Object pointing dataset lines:
##############################
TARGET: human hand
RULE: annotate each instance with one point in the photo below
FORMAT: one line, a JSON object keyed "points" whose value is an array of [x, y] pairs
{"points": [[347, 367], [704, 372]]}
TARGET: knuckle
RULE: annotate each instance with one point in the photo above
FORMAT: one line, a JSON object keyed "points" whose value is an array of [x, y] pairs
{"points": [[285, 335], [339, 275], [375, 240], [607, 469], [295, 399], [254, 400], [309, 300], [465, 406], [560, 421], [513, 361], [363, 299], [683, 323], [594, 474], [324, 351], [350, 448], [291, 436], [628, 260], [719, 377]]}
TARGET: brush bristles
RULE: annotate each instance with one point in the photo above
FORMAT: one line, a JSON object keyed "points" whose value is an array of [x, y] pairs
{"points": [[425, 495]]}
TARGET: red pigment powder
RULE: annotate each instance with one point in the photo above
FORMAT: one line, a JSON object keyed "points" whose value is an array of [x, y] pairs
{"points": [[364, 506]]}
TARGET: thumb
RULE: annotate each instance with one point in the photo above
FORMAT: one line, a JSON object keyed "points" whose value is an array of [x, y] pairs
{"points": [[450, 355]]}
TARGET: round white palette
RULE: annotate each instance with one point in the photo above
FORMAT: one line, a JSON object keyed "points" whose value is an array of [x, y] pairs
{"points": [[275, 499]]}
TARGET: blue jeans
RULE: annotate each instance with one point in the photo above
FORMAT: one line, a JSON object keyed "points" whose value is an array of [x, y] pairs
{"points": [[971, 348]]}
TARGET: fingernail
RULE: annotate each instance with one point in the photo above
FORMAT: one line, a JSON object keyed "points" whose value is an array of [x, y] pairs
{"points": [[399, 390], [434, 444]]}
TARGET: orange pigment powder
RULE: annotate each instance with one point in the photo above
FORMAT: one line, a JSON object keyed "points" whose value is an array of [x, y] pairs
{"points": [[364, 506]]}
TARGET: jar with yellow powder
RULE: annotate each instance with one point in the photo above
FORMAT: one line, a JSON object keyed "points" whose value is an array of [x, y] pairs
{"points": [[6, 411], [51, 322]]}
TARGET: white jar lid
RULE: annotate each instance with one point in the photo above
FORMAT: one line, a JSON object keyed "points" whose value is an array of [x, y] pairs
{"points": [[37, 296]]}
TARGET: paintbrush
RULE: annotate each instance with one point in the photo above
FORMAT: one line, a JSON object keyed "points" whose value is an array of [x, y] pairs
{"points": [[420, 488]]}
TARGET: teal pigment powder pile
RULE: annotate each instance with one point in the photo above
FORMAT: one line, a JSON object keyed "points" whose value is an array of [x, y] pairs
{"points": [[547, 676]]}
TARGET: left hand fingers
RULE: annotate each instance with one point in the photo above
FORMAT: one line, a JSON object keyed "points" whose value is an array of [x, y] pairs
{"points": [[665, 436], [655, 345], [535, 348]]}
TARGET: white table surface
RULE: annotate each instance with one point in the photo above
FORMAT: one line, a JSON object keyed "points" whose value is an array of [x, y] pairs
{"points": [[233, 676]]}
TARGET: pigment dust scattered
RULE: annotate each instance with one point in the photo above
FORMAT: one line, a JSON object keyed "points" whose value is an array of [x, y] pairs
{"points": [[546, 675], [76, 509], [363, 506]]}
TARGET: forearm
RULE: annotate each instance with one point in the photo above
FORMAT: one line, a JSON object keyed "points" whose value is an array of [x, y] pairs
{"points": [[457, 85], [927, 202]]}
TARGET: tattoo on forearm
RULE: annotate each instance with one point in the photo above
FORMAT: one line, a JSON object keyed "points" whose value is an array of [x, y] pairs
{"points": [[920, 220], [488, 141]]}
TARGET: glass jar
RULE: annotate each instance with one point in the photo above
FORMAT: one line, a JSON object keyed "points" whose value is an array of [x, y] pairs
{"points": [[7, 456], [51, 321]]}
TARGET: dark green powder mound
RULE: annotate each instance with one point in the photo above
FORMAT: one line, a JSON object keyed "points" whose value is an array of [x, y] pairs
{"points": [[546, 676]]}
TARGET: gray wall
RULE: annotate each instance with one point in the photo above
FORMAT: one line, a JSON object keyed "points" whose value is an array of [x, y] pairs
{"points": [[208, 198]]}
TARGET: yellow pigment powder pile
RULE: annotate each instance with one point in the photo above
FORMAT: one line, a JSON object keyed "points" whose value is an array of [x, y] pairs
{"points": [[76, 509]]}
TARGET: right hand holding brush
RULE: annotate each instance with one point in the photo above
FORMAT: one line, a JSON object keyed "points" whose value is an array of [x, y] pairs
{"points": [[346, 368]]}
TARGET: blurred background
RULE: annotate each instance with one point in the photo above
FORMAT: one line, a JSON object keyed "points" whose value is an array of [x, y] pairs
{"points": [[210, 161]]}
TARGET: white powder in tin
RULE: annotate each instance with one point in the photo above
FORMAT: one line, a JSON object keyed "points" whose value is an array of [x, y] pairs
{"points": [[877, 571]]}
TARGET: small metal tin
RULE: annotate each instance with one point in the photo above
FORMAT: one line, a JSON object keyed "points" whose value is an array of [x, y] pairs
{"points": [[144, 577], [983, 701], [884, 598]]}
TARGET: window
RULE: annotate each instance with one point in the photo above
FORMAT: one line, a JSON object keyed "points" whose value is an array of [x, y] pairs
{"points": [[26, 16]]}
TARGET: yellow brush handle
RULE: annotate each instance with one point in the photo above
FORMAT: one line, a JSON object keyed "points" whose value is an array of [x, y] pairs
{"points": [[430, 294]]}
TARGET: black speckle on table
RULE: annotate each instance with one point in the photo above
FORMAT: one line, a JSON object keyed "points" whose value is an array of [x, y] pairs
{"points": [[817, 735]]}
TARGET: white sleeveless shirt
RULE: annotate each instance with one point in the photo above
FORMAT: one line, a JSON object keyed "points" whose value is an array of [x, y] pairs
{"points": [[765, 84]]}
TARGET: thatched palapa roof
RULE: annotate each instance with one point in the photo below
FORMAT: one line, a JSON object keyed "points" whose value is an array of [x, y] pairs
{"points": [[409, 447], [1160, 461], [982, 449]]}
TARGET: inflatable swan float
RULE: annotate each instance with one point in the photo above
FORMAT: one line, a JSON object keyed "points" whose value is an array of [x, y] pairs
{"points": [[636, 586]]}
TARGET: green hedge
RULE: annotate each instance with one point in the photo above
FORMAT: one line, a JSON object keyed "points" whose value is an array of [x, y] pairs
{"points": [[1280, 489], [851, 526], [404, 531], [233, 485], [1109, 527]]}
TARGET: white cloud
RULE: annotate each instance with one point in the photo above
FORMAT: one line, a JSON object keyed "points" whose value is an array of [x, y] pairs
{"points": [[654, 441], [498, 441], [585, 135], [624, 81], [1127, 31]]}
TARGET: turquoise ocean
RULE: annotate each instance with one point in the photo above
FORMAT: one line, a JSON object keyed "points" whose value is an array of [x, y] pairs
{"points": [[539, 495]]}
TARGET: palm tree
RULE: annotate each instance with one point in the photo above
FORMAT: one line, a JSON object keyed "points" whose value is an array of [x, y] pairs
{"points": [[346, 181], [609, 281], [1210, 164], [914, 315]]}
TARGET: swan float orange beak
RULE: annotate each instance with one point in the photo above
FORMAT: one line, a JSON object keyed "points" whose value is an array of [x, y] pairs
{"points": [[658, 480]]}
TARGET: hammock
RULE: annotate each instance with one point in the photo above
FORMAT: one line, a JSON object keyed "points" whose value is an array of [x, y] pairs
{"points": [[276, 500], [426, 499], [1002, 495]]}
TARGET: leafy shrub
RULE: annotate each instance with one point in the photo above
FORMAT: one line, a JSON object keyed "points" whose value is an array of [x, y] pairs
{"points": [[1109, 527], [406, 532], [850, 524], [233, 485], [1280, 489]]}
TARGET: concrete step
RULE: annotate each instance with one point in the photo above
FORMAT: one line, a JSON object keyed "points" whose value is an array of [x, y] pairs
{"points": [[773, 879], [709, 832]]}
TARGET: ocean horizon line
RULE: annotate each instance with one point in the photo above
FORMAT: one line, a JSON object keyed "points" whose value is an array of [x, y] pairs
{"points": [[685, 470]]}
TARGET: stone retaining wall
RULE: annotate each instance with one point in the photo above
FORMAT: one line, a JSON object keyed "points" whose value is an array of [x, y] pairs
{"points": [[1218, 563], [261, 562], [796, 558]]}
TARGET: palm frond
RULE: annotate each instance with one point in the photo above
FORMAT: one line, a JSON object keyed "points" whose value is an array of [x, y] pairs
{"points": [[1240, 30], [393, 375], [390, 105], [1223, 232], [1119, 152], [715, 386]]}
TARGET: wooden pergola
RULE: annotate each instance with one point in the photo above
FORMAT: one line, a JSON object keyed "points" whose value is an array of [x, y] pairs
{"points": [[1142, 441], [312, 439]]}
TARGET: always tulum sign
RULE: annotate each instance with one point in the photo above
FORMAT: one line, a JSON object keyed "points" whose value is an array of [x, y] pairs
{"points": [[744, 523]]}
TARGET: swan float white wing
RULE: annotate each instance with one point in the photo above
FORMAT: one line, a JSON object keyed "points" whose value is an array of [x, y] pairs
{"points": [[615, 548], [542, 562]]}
##############################
__Task details__. Copy out word for word every line from the one containing "TARGET: stone retaining wall" through the final line above, including both.

__Task result__.
TARGET: stone retaining wall
RULE: annotate each instance with one point in the photo above
FORMAT: one line, a JSON object keyed "points" whose value is an array of [x, y] pairs
{"points": [[1218, 563], [261, 562], [796, 558]]}
TARGET: palm frond
RULE: annotate each instance with one point in the photo above
FORMAT: one line, a JSON object keyed "points" whose value is an array of [x, y] pairs
{"points": [[1240, 30], [393, 375], [390, 105], [1223, 232], [1119, 152], [715, 386]]}
TARGET: wooden pergola
RULE: annotate each instance with one point in the photo above
FORMAT: one line, a JSON object keyed "points" whose value is an array of [x, y] pairs
{"points": [[1142, 441], [312, 439]]}
TARGET: always tulum sign
RULE: annotate each instance with one point in the photo above
FORMAT: one line, a JSON object keyed "points" whose value is an array of [x, y] pairs
{"points": [[744, 523]]}
TARGET: swan float white wing
RULE: annotate each instance with one point in the photo above
FORMAT: one line, a JSON object keyed "points" whose value is an array of [x, y] pairs
{"points": [[615, 548], [542, 562]]}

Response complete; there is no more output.